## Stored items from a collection
══════════════════════════════

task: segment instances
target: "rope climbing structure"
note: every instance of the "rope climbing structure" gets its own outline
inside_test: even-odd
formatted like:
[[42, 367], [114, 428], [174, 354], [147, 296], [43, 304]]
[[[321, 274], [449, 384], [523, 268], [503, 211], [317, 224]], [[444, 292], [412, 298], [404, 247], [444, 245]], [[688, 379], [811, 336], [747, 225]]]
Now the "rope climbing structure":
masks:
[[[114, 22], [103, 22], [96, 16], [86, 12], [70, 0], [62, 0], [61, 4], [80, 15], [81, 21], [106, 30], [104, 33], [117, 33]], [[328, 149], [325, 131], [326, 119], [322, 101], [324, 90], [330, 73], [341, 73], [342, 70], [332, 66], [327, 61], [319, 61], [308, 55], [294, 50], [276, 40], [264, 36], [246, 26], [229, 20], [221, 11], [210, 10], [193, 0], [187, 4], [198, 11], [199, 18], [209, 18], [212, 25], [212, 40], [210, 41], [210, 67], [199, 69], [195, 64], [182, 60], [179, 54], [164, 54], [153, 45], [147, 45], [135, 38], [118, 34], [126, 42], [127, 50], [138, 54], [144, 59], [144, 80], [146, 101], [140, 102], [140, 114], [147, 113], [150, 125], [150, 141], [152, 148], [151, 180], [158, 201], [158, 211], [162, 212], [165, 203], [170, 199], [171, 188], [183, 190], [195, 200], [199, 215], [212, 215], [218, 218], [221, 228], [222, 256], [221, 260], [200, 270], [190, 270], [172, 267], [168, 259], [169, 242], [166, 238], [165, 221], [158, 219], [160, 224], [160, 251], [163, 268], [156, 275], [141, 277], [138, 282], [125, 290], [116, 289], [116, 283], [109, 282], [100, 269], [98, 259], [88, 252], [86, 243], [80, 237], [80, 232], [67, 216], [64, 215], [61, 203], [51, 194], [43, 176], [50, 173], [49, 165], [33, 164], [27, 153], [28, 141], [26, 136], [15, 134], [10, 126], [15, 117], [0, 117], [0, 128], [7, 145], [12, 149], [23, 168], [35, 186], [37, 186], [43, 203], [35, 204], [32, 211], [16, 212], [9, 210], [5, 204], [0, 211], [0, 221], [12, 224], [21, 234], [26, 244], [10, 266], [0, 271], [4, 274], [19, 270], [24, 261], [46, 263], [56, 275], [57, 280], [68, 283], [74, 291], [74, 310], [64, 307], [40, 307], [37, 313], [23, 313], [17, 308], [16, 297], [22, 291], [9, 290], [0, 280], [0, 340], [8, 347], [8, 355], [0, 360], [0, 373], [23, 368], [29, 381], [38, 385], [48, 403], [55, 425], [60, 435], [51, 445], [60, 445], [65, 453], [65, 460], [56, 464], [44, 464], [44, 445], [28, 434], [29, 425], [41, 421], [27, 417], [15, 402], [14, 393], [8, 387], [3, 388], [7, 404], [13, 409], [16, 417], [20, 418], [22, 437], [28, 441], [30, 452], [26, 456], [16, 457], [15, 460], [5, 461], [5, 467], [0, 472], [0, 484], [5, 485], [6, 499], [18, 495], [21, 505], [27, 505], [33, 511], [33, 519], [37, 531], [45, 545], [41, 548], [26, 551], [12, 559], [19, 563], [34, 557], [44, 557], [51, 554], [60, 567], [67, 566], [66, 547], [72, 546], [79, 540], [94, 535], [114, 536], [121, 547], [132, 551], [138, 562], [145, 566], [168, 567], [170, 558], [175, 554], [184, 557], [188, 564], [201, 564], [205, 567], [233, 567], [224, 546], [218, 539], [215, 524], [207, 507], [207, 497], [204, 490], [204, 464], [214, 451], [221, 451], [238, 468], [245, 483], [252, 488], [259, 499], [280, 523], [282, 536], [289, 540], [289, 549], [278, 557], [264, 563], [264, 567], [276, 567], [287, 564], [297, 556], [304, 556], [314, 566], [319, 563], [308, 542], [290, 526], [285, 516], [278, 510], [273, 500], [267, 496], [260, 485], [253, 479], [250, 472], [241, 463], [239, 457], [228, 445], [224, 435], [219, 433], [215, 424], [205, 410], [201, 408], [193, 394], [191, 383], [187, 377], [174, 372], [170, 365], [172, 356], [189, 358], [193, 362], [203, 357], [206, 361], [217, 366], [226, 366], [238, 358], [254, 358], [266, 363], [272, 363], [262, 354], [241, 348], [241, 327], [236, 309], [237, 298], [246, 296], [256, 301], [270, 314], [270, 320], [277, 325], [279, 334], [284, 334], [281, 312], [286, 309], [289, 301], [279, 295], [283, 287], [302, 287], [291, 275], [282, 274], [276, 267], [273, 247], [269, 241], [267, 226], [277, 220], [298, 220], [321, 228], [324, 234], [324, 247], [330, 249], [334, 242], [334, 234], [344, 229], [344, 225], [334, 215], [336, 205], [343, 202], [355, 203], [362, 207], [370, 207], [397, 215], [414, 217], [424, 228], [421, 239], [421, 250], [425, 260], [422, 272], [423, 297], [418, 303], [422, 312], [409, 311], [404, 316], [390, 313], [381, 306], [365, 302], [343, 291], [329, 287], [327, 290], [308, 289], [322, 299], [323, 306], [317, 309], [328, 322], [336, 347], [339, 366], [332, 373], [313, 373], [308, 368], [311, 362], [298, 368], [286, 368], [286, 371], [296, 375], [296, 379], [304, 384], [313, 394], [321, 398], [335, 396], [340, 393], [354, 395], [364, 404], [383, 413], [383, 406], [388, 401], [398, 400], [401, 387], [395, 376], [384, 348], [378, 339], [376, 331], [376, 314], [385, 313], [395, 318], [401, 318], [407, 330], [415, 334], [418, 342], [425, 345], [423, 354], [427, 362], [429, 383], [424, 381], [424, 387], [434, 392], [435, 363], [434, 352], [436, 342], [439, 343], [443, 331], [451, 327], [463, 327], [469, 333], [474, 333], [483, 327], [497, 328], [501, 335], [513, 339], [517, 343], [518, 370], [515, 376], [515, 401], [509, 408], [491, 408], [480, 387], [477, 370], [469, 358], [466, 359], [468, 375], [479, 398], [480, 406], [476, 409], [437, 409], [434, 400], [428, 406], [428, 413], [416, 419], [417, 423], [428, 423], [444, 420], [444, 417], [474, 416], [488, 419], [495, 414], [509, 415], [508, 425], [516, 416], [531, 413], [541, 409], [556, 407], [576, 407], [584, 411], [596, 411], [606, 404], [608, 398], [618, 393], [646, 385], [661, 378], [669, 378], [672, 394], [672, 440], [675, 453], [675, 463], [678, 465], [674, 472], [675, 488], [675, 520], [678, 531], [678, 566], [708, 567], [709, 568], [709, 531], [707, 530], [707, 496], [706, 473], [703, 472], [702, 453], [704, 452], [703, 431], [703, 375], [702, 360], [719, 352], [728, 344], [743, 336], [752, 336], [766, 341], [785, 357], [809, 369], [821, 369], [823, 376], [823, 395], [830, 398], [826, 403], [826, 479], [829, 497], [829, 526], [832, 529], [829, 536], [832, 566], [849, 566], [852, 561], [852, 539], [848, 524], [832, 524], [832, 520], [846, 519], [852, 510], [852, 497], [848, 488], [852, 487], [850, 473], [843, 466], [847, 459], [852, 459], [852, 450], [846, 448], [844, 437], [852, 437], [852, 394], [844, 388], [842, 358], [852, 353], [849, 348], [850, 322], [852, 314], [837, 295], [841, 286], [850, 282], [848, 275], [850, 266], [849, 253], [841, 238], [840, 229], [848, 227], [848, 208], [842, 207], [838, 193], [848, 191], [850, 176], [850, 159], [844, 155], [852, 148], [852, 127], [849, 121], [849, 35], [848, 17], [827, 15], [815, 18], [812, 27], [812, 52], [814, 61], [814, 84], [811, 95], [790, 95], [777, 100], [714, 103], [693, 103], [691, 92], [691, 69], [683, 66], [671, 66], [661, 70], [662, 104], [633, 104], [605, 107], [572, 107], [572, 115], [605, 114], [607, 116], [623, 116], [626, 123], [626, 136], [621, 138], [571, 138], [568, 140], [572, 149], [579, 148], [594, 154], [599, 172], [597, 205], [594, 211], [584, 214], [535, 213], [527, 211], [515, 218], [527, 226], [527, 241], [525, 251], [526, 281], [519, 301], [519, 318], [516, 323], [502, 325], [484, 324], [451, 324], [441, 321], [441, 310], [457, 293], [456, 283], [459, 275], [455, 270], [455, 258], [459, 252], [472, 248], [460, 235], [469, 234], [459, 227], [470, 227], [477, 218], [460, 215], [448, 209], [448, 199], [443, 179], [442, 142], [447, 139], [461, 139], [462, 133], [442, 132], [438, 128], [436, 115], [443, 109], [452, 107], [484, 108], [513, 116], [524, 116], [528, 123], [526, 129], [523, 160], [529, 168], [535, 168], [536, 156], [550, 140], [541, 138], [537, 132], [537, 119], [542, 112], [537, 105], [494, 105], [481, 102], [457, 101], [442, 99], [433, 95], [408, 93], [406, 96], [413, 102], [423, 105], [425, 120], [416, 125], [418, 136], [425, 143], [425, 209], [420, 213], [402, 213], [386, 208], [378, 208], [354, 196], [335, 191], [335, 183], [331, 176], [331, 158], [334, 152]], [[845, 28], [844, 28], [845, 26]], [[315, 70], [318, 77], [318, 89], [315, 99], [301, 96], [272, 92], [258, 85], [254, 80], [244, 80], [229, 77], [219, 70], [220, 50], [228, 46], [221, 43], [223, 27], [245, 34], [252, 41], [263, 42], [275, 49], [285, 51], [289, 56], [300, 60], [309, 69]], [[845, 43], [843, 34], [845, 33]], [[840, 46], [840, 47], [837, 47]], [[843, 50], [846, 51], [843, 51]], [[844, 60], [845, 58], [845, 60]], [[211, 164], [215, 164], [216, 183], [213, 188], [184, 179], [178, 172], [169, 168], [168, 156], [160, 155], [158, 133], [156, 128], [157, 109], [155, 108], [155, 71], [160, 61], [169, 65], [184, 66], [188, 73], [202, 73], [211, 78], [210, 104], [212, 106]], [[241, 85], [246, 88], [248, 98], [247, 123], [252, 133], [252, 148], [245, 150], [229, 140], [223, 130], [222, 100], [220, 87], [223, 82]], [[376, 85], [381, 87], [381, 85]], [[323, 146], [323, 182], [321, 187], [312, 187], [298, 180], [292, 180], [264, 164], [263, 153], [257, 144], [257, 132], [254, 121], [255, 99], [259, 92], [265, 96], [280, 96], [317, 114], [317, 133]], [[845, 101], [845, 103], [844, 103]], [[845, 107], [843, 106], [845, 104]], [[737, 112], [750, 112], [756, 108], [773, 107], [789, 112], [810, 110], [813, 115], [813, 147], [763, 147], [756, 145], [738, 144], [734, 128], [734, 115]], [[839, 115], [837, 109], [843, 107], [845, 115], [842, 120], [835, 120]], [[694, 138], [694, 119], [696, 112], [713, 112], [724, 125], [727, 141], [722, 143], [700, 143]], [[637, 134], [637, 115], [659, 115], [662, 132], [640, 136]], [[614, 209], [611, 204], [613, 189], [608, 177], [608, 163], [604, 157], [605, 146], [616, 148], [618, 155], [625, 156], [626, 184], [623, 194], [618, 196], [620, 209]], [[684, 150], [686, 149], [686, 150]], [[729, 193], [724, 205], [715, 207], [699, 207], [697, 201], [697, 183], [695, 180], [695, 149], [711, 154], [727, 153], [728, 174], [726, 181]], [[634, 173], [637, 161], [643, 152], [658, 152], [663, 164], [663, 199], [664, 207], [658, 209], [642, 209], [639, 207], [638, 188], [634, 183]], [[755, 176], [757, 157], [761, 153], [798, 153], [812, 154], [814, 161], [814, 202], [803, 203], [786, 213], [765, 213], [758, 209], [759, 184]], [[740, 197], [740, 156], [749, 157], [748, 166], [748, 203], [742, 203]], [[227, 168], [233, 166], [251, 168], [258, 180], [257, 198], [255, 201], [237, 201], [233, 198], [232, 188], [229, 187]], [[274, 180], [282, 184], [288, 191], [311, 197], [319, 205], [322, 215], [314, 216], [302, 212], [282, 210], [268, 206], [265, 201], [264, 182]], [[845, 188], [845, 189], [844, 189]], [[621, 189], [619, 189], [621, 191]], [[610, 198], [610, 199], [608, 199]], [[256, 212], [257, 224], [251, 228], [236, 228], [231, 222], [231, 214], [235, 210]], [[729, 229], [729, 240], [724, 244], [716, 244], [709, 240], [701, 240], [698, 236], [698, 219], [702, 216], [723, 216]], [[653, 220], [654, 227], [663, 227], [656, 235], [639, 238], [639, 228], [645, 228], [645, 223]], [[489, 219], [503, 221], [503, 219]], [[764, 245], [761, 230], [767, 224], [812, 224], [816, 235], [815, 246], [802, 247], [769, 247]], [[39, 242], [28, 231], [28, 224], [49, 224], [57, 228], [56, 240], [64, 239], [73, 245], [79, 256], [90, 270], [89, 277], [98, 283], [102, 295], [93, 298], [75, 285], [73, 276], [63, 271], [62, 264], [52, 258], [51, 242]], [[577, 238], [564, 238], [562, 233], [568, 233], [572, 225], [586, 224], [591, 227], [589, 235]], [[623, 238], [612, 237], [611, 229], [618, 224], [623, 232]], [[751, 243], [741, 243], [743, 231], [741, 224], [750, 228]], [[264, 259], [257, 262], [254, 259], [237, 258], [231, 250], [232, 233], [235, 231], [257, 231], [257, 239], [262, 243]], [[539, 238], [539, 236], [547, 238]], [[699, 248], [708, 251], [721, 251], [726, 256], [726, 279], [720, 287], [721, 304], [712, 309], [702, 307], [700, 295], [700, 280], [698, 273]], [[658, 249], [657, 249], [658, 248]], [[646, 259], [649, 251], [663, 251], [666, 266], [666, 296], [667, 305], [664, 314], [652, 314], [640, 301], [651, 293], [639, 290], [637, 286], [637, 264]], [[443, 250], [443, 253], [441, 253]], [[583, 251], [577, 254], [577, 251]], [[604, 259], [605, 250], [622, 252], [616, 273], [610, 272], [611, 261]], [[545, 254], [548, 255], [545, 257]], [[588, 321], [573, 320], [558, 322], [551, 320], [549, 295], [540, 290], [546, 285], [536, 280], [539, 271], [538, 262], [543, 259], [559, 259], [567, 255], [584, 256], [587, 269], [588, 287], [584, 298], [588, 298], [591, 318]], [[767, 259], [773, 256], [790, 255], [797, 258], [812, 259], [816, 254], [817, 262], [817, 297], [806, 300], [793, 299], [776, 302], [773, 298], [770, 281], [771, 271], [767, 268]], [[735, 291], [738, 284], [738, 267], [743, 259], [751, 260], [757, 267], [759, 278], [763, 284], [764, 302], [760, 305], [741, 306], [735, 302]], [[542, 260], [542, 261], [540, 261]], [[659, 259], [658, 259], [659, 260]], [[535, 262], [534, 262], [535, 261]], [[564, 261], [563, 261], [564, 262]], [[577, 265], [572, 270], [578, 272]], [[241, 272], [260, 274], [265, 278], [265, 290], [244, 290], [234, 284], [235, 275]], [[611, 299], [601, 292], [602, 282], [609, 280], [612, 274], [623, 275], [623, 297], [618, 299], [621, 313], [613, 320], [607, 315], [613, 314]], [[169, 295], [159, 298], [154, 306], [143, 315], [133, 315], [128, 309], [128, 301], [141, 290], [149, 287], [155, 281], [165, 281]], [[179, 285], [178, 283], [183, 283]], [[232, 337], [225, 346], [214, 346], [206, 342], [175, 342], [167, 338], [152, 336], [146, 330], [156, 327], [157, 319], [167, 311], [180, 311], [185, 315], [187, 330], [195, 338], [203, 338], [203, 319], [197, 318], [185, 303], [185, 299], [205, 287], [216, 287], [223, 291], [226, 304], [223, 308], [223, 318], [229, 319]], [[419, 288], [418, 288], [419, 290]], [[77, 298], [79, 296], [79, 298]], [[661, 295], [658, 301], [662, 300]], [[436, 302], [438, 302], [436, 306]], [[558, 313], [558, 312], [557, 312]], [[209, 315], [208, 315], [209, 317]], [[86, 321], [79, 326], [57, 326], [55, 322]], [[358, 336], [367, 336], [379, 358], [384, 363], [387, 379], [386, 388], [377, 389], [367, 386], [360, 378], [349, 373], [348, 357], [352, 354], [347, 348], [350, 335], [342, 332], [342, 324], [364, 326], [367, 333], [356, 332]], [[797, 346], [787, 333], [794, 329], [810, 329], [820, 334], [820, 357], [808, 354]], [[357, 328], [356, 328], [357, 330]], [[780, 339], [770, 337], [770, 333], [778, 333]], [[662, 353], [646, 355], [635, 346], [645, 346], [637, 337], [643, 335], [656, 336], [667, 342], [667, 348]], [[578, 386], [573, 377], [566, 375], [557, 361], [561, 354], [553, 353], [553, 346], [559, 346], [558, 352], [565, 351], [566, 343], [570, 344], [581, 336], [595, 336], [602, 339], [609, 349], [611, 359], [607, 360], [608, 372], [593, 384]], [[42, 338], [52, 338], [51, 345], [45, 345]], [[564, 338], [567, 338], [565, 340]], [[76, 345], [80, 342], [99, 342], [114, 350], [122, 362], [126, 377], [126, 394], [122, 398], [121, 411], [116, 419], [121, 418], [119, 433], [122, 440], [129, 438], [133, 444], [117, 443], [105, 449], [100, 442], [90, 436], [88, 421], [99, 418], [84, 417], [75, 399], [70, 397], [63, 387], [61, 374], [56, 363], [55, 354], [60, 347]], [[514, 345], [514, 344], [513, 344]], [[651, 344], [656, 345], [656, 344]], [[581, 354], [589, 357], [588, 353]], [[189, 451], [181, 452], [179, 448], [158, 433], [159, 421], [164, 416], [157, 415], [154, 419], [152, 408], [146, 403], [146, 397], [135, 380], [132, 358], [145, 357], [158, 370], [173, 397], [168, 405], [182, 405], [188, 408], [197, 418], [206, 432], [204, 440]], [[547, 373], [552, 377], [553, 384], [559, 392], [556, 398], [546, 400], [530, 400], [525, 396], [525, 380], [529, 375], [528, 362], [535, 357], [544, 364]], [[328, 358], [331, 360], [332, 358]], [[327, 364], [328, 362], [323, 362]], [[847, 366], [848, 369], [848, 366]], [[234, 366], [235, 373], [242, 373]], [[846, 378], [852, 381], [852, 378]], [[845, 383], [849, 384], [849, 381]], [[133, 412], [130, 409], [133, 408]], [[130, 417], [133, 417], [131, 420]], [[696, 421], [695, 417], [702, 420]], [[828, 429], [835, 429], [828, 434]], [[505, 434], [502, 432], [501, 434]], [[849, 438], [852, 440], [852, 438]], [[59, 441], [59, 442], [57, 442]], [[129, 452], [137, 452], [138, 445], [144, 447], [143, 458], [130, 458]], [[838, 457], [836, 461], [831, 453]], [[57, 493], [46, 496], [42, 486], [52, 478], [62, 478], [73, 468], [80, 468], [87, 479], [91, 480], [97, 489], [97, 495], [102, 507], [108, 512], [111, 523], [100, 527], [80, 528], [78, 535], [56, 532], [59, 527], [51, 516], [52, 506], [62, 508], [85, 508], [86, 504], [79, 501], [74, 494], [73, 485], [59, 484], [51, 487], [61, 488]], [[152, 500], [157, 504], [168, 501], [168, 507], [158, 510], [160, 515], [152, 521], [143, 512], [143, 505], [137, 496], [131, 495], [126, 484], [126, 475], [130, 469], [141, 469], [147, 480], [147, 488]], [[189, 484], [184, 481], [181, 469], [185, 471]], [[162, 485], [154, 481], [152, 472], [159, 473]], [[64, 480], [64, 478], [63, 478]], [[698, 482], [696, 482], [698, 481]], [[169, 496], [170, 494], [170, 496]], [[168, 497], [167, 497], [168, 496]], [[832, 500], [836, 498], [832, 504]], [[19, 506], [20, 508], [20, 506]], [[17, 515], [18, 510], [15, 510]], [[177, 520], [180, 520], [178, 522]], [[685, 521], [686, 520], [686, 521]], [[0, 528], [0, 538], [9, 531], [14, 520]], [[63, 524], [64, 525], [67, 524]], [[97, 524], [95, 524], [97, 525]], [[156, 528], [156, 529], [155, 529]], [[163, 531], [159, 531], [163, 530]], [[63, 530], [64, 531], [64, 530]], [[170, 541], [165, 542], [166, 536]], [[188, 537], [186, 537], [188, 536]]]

══════════════════════════════

Pick out each line in the material that contains the string "rope" and copy those lines.

## Exercise answer
target: "rope climbing structure"
note: every instance of the "rope climbing structure" gets its own outline
Now the "rope climbing structure":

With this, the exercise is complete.